| Given records |
=-=-=-=-=

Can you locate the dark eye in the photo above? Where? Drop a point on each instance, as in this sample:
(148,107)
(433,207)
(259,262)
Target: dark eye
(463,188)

=-=-=-=-=

Reproduce the data above line for line, changing nothing.

Can you locate the dark eye in the photo above? Where? Drop a point on each instance, as in this sample:
(148,107)
(433,207)
(259,262)
Target: dark eye
(463,188)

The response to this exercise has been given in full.